Work to be completed: Retype word for word the lines of the data below, from the first to the one bearing "Where can the blue", with that one included.

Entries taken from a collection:

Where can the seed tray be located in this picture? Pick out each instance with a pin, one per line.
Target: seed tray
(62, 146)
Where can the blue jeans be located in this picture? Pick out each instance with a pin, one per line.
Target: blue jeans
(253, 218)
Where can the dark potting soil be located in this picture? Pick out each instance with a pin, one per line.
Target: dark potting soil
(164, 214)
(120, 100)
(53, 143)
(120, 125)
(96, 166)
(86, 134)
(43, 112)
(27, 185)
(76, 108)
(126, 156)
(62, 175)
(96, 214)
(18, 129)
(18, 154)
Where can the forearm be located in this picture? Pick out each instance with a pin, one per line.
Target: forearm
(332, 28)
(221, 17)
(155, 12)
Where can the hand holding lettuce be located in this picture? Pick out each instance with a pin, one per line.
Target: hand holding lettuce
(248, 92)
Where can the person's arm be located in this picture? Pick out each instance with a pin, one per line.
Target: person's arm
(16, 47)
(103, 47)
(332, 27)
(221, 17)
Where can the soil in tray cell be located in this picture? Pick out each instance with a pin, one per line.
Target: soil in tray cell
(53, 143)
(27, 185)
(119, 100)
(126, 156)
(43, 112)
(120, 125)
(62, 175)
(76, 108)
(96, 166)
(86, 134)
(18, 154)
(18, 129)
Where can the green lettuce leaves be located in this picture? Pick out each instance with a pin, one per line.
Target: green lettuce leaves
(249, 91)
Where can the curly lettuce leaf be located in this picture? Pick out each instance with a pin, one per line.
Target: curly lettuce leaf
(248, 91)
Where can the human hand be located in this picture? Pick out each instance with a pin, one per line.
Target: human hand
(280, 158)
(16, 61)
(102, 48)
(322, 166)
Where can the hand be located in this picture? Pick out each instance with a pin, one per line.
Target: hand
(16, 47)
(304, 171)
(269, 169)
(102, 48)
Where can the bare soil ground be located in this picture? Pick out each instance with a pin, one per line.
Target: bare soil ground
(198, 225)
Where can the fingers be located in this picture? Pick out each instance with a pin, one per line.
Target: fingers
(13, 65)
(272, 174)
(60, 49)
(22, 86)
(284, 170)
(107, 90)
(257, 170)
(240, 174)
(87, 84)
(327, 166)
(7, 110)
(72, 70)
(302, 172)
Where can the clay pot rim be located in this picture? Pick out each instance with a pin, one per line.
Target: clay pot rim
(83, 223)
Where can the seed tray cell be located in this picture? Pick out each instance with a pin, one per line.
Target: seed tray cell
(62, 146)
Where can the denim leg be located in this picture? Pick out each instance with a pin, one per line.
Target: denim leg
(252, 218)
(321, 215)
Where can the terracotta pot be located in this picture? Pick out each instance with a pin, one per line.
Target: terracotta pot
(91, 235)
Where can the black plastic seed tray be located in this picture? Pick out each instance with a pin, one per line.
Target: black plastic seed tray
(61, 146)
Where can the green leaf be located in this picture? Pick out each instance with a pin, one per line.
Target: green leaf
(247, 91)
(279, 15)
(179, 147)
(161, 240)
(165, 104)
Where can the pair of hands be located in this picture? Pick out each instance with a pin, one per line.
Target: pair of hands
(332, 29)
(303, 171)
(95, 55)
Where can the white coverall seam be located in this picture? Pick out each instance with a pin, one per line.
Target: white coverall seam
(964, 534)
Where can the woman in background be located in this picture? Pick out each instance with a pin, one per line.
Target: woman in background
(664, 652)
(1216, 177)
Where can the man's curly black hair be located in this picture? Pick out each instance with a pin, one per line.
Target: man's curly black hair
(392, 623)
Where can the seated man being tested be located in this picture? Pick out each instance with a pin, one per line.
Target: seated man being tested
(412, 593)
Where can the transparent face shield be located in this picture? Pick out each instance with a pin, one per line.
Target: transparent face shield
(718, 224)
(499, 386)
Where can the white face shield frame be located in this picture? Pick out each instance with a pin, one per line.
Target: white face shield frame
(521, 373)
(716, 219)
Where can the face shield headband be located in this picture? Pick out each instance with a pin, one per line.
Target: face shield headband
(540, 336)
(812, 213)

Expected answer:
Where can the seed tray be located in this picture? Pick out each instance with a pin, one per line.
Target: seed tray
(62, 146)
Where can the blue jeans be located in this picture? Pick out each instance with a pin, one per line.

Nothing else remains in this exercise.